======== Lignes répertoriées ========
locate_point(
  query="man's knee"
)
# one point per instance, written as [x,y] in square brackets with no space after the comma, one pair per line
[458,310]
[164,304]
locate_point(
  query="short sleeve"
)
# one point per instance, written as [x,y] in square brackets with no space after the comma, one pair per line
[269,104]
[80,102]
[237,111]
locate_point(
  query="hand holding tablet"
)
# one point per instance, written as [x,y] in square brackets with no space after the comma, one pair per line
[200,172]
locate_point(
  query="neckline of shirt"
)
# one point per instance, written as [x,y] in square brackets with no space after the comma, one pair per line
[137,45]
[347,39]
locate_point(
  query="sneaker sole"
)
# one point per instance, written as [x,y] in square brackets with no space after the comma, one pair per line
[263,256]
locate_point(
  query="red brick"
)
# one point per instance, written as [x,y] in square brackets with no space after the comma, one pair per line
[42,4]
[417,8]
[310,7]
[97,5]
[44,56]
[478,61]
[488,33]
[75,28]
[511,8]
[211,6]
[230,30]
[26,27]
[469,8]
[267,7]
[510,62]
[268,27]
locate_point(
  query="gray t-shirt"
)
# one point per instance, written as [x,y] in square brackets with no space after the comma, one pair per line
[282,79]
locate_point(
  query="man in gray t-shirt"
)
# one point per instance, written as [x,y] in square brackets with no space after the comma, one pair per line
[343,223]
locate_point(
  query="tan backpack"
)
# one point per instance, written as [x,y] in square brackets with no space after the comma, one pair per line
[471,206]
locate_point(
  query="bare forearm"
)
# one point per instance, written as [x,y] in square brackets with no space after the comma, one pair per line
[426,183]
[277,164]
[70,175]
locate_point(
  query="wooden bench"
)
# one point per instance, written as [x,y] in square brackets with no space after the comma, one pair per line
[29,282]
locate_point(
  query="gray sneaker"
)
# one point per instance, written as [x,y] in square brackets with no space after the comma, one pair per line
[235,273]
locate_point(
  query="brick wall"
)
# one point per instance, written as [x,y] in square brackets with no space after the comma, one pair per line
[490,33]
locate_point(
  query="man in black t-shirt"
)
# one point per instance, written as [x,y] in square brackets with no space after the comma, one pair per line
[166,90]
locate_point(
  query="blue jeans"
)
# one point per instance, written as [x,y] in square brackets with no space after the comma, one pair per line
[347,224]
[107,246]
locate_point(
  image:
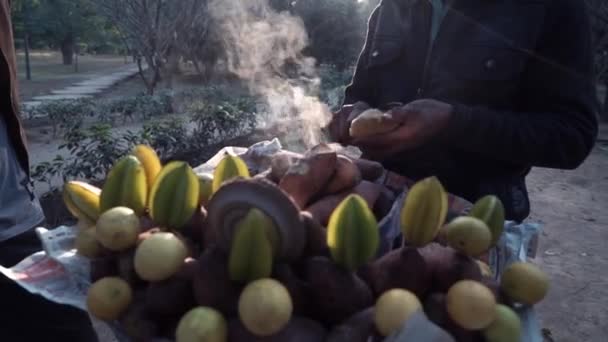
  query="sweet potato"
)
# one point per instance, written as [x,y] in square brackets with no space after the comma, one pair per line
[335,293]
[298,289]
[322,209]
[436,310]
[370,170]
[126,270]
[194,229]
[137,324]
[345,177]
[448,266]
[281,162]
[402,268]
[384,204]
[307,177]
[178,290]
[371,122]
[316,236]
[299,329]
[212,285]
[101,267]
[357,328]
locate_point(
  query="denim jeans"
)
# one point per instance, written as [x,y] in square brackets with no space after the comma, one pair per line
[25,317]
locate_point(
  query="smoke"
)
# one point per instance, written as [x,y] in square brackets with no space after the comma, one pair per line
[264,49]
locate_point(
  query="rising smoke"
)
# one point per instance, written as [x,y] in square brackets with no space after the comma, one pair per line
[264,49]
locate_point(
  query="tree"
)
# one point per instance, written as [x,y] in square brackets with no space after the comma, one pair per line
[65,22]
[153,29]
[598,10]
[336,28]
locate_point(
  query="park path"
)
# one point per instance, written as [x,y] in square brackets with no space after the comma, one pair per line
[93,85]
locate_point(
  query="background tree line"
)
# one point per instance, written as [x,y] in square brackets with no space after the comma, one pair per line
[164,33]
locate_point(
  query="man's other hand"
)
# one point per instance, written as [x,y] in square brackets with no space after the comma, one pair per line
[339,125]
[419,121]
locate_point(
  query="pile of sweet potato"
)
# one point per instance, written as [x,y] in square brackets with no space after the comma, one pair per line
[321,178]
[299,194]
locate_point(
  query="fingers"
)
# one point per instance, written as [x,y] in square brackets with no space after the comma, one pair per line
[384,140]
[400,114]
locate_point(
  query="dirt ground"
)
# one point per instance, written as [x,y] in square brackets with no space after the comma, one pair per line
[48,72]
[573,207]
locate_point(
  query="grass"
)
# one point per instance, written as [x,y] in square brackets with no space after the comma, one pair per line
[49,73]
========
======== Lignes répertoriées ========
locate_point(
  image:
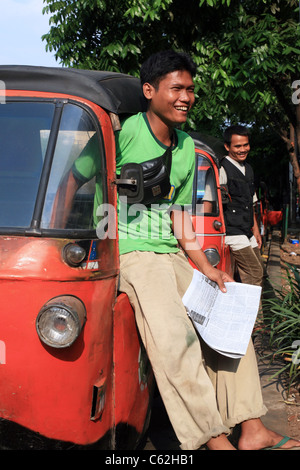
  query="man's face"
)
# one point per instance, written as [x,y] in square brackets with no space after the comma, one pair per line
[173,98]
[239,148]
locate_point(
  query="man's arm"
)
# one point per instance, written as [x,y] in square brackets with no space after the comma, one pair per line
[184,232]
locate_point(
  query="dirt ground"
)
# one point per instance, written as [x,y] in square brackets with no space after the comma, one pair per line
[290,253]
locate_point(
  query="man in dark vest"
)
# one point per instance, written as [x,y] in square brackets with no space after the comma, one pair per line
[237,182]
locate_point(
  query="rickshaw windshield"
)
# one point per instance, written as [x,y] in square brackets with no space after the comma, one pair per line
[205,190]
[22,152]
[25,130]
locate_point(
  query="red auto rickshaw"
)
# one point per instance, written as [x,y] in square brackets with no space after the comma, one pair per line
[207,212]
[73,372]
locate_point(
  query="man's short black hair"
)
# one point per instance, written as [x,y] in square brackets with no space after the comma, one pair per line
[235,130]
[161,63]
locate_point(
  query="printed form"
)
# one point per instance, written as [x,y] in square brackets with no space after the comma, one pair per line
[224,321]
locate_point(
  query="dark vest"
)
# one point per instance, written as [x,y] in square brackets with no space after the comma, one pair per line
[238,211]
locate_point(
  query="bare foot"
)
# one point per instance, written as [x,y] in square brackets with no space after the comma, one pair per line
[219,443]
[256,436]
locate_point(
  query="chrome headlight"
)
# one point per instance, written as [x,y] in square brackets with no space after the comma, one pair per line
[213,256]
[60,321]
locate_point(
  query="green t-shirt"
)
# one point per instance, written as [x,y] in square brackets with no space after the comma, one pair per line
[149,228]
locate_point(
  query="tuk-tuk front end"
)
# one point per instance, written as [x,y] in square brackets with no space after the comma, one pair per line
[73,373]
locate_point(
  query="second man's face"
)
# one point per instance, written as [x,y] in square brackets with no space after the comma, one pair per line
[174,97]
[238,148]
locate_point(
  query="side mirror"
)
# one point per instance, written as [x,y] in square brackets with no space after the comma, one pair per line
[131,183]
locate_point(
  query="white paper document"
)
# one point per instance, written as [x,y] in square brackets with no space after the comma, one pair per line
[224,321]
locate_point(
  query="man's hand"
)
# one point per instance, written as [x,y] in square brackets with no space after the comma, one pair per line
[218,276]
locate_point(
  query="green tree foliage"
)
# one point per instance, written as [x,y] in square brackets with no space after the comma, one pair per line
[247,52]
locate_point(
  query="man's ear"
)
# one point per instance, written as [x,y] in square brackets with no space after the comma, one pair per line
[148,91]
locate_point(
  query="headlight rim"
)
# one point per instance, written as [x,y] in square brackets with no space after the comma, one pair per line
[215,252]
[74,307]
========
• _Consignes à suivre_:
Relevez chacune des lignes ci-dessus où figure la chaîne « hand », en les recopiant telles quelles.

• _Réponse correcte_:
  query="hand holding tablet"
  query="man's other hand"
  query="man's hand"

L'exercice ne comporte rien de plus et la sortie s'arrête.